=== Data rows ===

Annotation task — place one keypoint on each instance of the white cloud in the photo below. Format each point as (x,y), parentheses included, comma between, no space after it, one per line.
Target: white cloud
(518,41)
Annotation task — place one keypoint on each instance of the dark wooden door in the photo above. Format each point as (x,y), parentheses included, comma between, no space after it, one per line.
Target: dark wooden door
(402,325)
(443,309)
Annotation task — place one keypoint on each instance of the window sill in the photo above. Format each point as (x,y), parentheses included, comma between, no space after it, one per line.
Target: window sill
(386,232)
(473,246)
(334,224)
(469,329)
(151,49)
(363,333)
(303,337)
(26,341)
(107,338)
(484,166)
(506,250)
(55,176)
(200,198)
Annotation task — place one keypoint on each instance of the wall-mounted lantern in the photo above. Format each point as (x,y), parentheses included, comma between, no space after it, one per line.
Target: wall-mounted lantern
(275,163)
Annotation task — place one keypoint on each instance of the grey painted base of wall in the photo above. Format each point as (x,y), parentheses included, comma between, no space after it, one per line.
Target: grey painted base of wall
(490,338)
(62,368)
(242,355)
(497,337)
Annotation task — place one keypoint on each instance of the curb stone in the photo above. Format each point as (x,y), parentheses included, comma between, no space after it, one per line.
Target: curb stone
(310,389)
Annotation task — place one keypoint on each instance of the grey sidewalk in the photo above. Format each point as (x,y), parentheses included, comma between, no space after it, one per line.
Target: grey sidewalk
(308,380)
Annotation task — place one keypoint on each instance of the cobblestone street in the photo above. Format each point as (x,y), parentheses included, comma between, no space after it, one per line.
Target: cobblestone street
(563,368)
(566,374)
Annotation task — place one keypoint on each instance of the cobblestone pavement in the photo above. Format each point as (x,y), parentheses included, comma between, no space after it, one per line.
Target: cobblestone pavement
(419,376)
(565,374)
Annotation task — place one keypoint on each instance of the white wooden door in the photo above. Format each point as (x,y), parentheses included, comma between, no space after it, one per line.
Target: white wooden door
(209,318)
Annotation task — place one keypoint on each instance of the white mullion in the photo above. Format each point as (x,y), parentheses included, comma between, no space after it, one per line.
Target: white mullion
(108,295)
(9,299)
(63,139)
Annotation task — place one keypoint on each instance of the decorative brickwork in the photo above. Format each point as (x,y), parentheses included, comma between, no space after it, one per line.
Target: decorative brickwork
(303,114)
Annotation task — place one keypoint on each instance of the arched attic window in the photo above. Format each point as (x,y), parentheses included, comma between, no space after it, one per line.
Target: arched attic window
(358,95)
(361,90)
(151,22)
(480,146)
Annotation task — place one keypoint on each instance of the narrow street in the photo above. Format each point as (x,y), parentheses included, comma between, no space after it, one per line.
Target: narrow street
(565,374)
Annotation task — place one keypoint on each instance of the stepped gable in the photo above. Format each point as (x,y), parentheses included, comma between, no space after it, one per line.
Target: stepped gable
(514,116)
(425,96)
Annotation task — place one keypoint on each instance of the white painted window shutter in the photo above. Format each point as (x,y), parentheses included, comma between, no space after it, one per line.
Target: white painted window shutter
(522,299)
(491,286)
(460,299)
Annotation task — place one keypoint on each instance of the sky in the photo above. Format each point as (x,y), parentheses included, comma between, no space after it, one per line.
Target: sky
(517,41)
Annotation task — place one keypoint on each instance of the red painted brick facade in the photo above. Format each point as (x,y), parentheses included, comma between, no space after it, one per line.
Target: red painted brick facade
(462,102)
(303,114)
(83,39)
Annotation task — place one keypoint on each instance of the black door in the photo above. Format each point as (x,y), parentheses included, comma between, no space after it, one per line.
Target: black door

=== Objective ===
Transcribe all of the material exactly. Omit nothing.

=== Response for this exercise ===
Annotation task — place one keypoint on each instance of the white cloud in the photo below. Format each point as (x,y), parentheses included, comma between, no space after it, one per line.
Target: white cloud
(518,41)
Annotation task — place one keypoint on each instance of the dark wooden door in the photo above. Format each point as (x,y), parentheses included, comma between, no space after it, one per line.
Target: dark wooden door
(402,325)
(443,309)
Annotation task — place one keypoint on each instance of the window sill in the photo above. Format each point as (x,y), parentheses included, comma between, no space after it, one per line.
Target: window sill
(386,232)
(473,246)
(334,224)
(469,329)
(151,49)
(363,333)
(303,337)
(26,341)
(107,338)
(484,166)
(506,250)
(55,176)
(200,198)
Annotation task — place one keypoint on each instance of the wall-mounted lantern in the photo above. Format each point as (x,y), parentheses included, comma between, no space after it, one per line.
Target: wall-mounted lantern
(275,163)
Annotation task — place one keypoint on each instance of the grey painted base of wall in the photo above. Format each point as (x,y), parentheses included, comma between, no space after it, one per line.
Target: grey painted base of wall
(490,338)
(62,368)
(242,355)
(497,337)
Annotation task — place one keypoint on each instance of the curb stone in the photo above. Format each point as (x,y), parentheses included, comma between, no space after it, one per line.
Target: curb stone
(310,389)
Annotation task — place one keypoint on each instance of the grey sidewalk in the photo above. Format each point as (x,y), parentheses included, comma between, no space after it, one per line.
Target: grey sidewalk
(308,380)
Annotation task — place one keypoint on each instance of the cobblestone street in the photo above. Format each point as (x,y), parentheses included, comma between, no space after it, one per line.
Target: cobblestone street
(563,368)
(566,374)
Annotation task — place one keypoint on each instance of the cobblestone pavement in the photo above. Format each point as (x,y), parentheses included, comma between, no space after it, one per line.
Target: cobblestone pavement
(419,376)
(565,374)
Annotation task — place one keypoint on each instance of the white wooden door in the photo above. Format each point as (x,y), parentheses included, comma between, no space after it, one per line.
Target: white wooden door
(209,318)
Annotation task — place one keypoint on each instance of the white mullion in the photo above. Format each point as (x,y), parentheses included, comma between, no space after it, one per line.
Target: white mullion
(108,295)
(9,299)
(63,139)
Annotation task — place one keypoint on each instance of the decorative brickwork in the photo above. Format each point as (x,y), parentheses included, comma between, no space after it, one per line.
Target: decorative brickwork
(303,114)
Annotation task — place one keypoint on each instance of the arched attic window in the photo above. Format each point as (x,y), parentheses included, comma between, no space after it, one per line.
Target: arched attic window
(358,95)
(361,90)
(151,22)
(480,146)
Annotation task — place one keypoint on each instance of the narrow street in the photo above. Format each point as (x,y), parentheses included, comma between, no space after it, one per line.
Target: narrow street
(565,374)
Annotation task — place one keypoint on each instance of the stepped gable in the photo above. Format each point as (x,y), parentheses included, comma between, no space after it, one per line.
Target: stepped gable
(514,116)
(425,96)
Annotation task — place one keypoint on each instance of the white painted window shutter in the photo above. Format each point as (x,y), parentheses included, comma between, no space after it, one per line.
Target: white painted window shutter
(522,299)
(491,286)
(460,299)
Annotation task — place one keypoint on each instance of the sky in the photo above. Format each point as (x,y), parentheses included, comma between, no space after it, one per line.
Target: sky
(517,41)
Annotation task — place one keypoint on each instance of the red painted brick facade in the photo above. Format each point as (x,y), parentheses included, comma between, no space after it, one per line.
Target: red painted brick facade
(462,102)
(303,114)
(83,39)
Annotation task — place one keypoint on each instance of the black door in the photo above. Format each point as (x,y), parentheses included, comma between, no space after it, one per line.
Target: black door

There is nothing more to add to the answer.